[[ DATA FOR THIS EXERCISE, beginning ]]

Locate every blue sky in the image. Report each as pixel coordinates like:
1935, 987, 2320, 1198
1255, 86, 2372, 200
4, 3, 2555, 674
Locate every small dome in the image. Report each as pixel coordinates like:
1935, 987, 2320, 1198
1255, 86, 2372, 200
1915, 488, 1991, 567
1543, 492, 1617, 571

[[ DATA FOR THIS EXERCISE, end ]]
[[ DATA FOR THIS EXERCISE, beginning ]]

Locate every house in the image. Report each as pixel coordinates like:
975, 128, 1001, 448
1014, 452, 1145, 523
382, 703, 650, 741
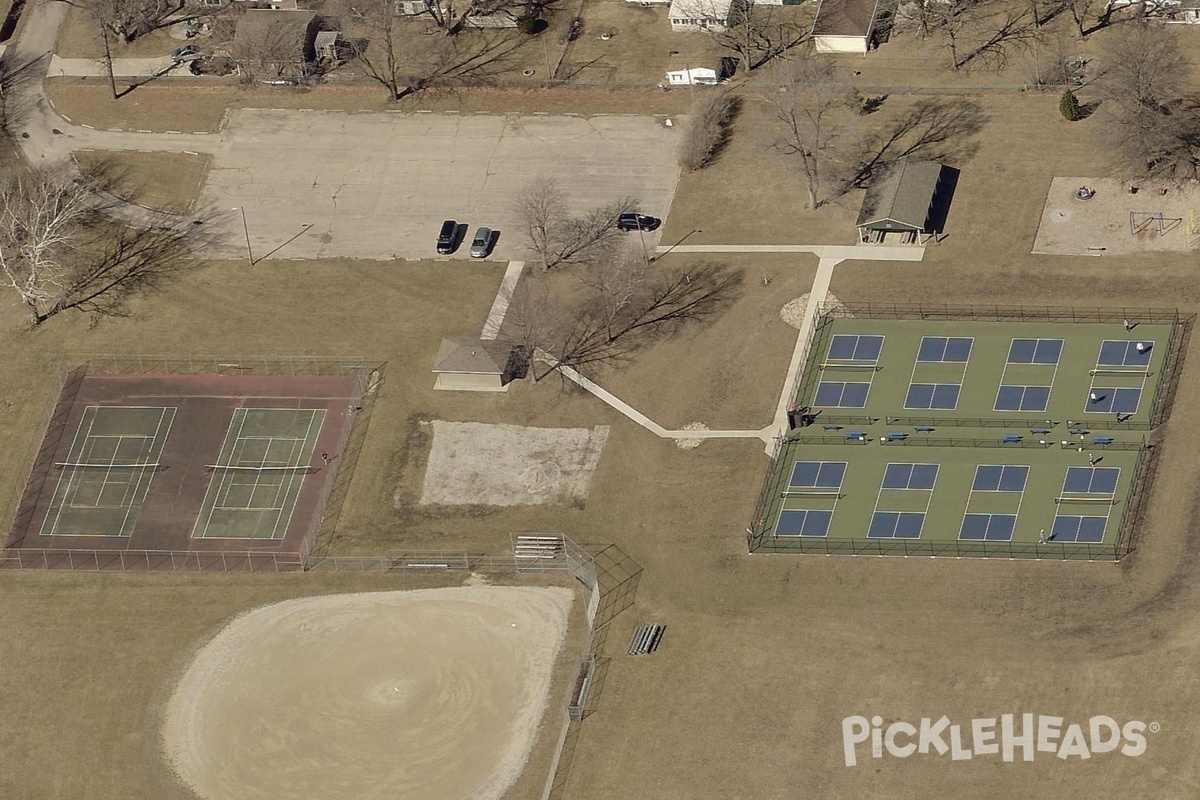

[[ DATA FOR THIS EXERCISE, end ]]

TASK DIRECTIONS:
Every line of the listing that includes "image" must be shown.

EXERCISE SOLUTION:
Locate every blue sky in the image. Report each as pixel coordinates like:
Locate every small dome in the image. Report each as pixel coordinates like:
Locate every house in the image. Report each as pixel coordinates like:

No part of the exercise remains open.